- [TASK INSTRUCTIONS]: For each record, copy the text exactly and omit any picture it holds.

DATASET CONTENT below:

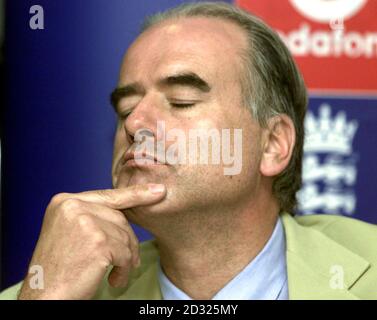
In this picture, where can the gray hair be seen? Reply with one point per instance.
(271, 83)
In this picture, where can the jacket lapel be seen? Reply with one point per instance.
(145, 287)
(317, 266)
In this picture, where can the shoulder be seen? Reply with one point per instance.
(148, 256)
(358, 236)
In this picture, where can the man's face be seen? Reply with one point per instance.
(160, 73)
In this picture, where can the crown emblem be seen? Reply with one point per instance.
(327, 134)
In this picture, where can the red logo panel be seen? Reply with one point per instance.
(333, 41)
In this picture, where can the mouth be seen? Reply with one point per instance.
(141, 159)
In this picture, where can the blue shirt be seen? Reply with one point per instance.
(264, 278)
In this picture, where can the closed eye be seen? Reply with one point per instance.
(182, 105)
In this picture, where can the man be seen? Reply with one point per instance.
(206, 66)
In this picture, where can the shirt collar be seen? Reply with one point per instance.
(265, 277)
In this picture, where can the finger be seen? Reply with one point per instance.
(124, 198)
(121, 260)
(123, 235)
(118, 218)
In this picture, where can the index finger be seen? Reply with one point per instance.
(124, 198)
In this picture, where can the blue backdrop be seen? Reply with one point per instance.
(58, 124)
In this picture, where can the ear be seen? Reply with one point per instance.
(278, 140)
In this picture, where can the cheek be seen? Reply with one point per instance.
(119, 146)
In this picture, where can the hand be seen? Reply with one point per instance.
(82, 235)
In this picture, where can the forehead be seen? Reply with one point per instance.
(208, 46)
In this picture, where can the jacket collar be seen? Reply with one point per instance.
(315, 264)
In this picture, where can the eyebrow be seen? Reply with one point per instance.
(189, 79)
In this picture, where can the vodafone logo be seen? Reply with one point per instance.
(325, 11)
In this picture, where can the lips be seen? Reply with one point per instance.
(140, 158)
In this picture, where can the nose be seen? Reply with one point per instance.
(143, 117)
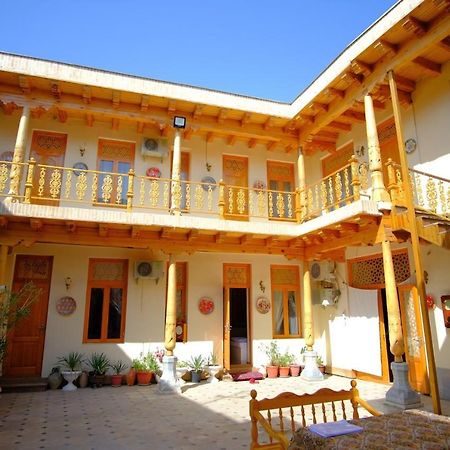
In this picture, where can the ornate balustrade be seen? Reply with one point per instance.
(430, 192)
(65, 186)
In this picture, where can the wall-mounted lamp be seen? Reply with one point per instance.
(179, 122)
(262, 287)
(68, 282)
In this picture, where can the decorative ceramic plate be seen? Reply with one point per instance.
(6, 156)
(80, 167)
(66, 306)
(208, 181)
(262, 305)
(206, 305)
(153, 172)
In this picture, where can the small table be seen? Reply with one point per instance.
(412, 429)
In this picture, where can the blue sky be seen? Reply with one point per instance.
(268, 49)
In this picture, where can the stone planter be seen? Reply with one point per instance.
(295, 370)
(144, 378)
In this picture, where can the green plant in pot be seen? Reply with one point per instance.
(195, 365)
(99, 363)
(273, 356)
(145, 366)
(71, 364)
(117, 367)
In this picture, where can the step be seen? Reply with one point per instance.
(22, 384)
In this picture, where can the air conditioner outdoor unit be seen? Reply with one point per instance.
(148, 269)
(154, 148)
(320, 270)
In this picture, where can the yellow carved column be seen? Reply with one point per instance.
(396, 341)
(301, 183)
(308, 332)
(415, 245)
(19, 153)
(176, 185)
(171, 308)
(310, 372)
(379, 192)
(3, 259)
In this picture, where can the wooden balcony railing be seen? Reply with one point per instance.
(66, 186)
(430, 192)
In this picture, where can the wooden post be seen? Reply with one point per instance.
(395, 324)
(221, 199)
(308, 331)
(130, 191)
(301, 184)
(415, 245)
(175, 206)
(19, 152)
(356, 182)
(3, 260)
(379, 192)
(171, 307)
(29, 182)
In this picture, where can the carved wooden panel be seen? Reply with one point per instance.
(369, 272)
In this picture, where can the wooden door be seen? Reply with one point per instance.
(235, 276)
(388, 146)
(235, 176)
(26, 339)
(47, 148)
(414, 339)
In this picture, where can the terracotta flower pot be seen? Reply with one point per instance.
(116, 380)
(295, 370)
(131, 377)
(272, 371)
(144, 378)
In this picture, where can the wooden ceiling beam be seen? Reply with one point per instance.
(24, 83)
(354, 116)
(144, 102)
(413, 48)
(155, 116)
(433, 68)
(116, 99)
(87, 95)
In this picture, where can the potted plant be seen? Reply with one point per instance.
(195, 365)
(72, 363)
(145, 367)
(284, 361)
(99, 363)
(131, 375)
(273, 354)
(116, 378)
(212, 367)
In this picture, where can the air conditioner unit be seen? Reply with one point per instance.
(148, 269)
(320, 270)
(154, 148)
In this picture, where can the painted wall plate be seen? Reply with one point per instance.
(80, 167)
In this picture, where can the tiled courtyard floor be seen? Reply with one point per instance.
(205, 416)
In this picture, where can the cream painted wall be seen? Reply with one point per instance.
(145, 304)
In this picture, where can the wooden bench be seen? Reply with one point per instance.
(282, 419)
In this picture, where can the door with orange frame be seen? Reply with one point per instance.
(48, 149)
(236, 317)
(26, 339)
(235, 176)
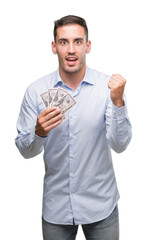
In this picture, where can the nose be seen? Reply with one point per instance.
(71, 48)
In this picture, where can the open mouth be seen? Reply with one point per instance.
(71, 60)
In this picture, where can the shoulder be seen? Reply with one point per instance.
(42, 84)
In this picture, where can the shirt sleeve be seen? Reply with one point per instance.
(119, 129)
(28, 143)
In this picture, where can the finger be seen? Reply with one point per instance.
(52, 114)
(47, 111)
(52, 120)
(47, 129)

End of DATASET CONTENT.

- [EXERCISE ANSWER]:
In this picture, where can the gray hair be seen? Reply with one point per instance.
(271, 83)
In this picture, where can the jacket lapel be seen? Reply with one point per instance.
(145, 287)
(317, 266)
In this picture, where can the shoulder be seen? Reply with one point per instance.
(148, 256)
(358, 236)
In this picture, where can the man's face be seen? Reply with one point per instance.
(160, 73)
In this picture, where can the crown emblem be seen? Reply with one point per instance.
(327, 134)
In this picture, where can the red logo panel be seen? Reply with one point per instance.
(333, 41)
In this picture, where can the mouth be seen? Reply with one point per instance.
(141, 159)
In this picture, where can the blue shirt be seen? Reply with one point per instance.
(264, 278)
In this picture, where can the closed eye be seen? Reply with one point per instance.
(182, 105)
In this picture, where can the man be seen? Reply with one point per instance.
(206, 66)
In this picture, where can the shirt collar be seen? Reply with one point per instance.
(265, 277)
In this picture, where can the finger be seen? Reply with one point per instance.
(124, 198)
(121, 260)
(123, 235)
(118, 218)
In this picture, where can the index finger be seen? Reply with one point per instance.
(124, 198)
In this picture, where can the blue backdrop be seen? Reply with one point per instance.
(58, 124)
In this picture, where can the ear be seen? Reply with one point per instance.
(278, 140)
In this picture, where can the cheek be seen? Reply with one point per instance.
(119, 146)
In this picture, where can the hand be seen? Reply with one point per instance.
(82, 235)
In this picture, where can the forehead be seen? Reply with one point per instance.
(208, 46)
In this picture, where can the jacket collar be seen? Reply with one point per instance.
(315, 264)
In this picture, where can the eyebrow be seen? Reply with one point per instance.
(189, 79)
In this picture, where can the vodafone logo be seen? Reply with one point per instance.
(325, 11)
In this picture, where can the lips be seen? Reply with one point per instance.
(140, 158)
In this picture, where can the nose be seen? Reply with one point per instance.
(143, 117)
In this picture, where can the ornate balustrade be seen? Reply with one point per instance.
(430, 192)
(65, 186)
In this picture, where can the wall-mounted lamp be seen? Reply with one point per instance.
(179, 122)
(262, 287)
(68, 282)
In this picture, where can the decorative ceramic plate be seen? Reply with one point per instance.
(6, 156)
(80, 167)
(66, 306)
(208, 181)
(262, 305)
(206, 305)
(153, 172)
In this picture, where can the small table be seen? Reply with one point per instance.
(412, 429)
In this picture, where can the blue sky be seen? Reply with one point per instance.
(268, 49)
In this picture, where can the stone planter be seen? Reply with one point per instance.
(295, 370)
(144, 378)
In this picture, where can the green plant in pot be seen? Reply with one point per instance.
(195, 365)
(99, 363)
(273, 356)
(145, 366)
(71, 364)
(117, 367)
In this picture, where can the step be seen? Reply with one point per instance.
(22, 384)
In this picture, where can the air conditioner outdoor unit be seen? Reply with one point per instance.
(148, 269)
(154, 148)
(320, 270)
In this picture, where can the yellow carved column be seen? Reply with one point per instance.
(396, 341)
(301, 183)
(308, 332)
(415, 245)
(19, 153)
(176, 185)
(171, 308)
(310, 372)
(379, 192)
(3, 259)
In this picture, where can the wooden balcony railing be seen? Reply with one point per instance.
(66, 186)
(430, 192)
In this picture, where can the wooden post be seen? Reply with one point per instance.
(395, 324)
(221, 199)
(308, 331)
(130, 191)
(301, 184)
(415, 245)
(175, 206)
(19, 152)
(356, 182)
(3, 260)
(379, 192)
(171, 307)
(29, 182)
In this picture, where can the carved wooden panel be seen? Reply with one point per instance.
(369, 272)
In this picture, where can the wooden door be seen? Reply with one point per instance.
(235, 276)
(388, 146)
(235, 176)
(26, 339)
(47, 148)
(414, 339)
In this picture, where can the terracotta flower pot be seen? Reply with one point per instance.
(116, 380)
(295, 370)
(131, 377)
(272, 371)
(144, 378)
In this picture, where can the wooden ceiling beam be seen? Reply with one point per instance.
(24, 83)
(354, 116)
(144, 102)
(413, 48)
(155, 116)
(433, 68)
(116, 99)
(87, 95)
In this picture, where can the potted plant be seen? Reply with one point per instance.
(195, 365)
(72, 363)
(145, 367)
(284, 361)
(99, 363)
(131, 375)
(273, 354)
(116, 378)
(212, 367)
In this picture, where can the air conditioner unit be seen? Reply with one point per instance.
(148, 269)
(320, 270)
(154, 148)
In this picture, where can the painted wall plate be seen? Reply with one point per instance.
(80, 167)
In this picture, where can the tiled courtyard floor be seen? Reply with one point per instance.
(205, 416)
In this picture, where can the cream painted wall be seen? Reply with one point per instance.
(145, 304)
In this picture, where can the wooden bench be seen? Reply with one point per instance.
(282, 419)
In this picture, where can the door with orange frame be seen? Reply with one point per instance.
(48, 149)
(236, 317)
(26, 339)
(235, 176)
In this picture, where can the nose be seen? Reply with one point per instance.
(71, 48)
In this picture, where can the open mouth be seen? Reply with one point per instance.
(71, 60)
In this picture, where can the shoulder be seen? Reply with one point per instance.
(42, 84)
In this picture, where can the shirt sleeve be seen? Reply with one point per instance.
(119, 129)
(28, 143)
In this picture, where can the finger be seen? Reply with one point per instance.
(52, 114)
(47, 111)
(52, 120)
(47, 129)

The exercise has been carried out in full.